### Your task
Copy the items word for word from their first line up to and including the line with "box: [226, 165, 271, 211]".

- Opening Delimiter -

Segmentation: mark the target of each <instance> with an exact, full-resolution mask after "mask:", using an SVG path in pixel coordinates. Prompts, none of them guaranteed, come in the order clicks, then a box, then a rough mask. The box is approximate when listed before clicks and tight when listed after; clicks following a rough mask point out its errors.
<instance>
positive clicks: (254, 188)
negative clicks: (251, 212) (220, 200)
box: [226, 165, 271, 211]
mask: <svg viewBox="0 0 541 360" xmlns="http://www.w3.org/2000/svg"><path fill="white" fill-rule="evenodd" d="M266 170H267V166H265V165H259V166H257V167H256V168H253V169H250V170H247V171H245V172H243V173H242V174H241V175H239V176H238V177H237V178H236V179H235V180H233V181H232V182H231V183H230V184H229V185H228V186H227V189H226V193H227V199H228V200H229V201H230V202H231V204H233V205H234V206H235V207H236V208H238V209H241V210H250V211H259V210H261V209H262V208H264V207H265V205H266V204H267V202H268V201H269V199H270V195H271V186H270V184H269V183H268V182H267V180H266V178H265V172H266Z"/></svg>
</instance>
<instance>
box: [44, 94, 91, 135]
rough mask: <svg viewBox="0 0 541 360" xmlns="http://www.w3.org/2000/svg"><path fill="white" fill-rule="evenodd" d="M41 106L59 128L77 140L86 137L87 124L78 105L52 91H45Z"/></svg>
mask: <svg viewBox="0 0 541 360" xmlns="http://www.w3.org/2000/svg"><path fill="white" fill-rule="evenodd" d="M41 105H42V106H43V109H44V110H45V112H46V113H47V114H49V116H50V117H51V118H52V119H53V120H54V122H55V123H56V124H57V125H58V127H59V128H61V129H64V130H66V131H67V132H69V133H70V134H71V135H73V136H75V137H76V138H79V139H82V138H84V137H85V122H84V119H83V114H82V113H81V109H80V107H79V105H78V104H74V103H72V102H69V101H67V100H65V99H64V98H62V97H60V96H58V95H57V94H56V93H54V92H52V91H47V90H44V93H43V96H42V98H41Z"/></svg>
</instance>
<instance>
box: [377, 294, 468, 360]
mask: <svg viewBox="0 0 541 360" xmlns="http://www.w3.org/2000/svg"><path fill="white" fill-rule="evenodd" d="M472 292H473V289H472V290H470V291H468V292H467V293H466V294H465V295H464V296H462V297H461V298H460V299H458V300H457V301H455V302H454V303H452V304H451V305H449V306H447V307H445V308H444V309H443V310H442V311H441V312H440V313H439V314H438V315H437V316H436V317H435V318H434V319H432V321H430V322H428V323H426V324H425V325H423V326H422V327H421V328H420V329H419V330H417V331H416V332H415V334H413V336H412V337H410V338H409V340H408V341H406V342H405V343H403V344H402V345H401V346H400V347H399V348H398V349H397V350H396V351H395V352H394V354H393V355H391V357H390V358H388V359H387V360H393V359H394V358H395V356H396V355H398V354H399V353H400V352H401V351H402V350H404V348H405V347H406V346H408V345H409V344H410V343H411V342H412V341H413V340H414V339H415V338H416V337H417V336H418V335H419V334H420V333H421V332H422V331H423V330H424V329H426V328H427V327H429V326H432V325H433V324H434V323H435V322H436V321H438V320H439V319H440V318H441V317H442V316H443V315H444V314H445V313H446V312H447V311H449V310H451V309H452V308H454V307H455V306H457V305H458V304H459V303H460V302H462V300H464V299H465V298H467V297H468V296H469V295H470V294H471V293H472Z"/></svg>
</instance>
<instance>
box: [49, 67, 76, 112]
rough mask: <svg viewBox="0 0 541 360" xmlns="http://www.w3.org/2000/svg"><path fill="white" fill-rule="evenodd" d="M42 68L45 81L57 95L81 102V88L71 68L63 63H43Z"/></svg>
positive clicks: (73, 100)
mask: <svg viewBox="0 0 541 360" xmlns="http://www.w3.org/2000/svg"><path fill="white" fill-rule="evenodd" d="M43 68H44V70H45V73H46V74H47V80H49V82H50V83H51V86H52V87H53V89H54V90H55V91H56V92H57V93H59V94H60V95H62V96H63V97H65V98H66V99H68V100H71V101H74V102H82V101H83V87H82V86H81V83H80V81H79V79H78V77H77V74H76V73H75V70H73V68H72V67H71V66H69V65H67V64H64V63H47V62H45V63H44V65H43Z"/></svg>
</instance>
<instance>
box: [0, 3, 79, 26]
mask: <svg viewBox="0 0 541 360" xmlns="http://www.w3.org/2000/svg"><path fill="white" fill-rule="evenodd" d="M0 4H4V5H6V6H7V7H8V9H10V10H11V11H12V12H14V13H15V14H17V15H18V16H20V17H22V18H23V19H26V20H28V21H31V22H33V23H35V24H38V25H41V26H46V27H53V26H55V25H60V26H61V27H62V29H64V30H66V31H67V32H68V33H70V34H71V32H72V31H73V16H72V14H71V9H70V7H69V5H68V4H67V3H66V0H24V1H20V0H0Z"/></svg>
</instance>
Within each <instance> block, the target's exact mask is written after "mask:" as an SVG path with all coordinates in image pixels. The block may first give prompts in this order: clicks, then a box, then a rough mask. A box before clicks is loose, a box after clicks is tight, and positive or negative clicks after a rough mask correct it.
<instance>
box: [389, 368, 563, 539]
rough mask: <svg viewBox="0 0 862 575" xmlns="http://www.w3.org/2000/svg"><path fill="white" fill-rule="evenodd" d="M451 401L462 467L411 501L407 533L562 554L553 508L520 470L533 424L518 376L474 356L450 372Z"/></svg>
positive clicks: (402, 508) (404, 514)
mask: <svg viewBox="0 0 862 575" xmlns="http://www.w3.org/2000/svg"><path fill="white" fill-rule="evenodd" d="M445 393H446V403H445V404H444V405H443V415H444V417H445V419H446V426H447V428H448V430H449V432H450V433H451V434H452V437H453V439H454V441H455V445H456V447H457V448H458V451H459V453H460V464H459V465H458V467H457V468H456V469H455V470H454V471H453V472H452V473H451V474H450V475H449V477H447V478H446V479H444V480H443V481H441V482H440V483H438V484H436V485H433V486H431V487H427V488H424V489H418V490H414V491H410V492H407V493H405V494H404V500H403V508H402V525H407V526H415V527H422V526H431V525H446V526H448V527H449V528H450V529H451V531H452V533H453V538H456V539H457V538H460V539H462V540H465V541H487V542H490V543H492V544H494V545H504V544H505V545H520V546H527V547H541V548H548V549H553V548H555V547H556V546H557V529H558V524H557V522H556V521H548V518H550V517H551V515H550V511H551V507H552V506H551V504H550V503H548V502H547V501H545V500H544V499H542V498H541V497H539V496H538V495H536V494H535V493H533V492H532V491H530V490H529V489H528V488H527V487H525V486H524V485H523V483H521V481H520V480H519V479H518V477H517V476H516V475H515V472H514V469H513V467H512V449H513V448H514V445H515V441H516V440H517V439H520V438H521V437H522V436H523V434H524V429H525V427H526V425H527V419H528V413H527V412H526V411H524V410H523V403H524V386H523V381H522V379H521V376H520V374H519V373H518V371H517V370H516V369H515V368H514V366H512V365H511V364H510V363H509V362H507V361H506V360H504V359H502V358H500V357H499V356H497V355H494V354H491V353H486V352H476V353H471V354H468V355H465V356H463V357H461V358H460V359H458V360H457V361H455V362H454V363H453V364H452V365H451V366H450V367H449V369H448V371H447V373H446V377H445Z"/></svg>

- Closing Delimiter -

### Task answer
Segmentation: mark the target of each <instance> with an exact, full-resolution mask after "mask:", using an SVG path in pixel coordinates. Prompts, none of them guaranteed, come in the order clicks, then a box, then a rough mask. The box is approximate when listed before clicks and tight when listed after; clicks following a rough mask point out its errors.
<instance>
positive clicks: (254, 188)
negative clicks: (251, 212) (220, 200)
box: [226, 165, 271, 211]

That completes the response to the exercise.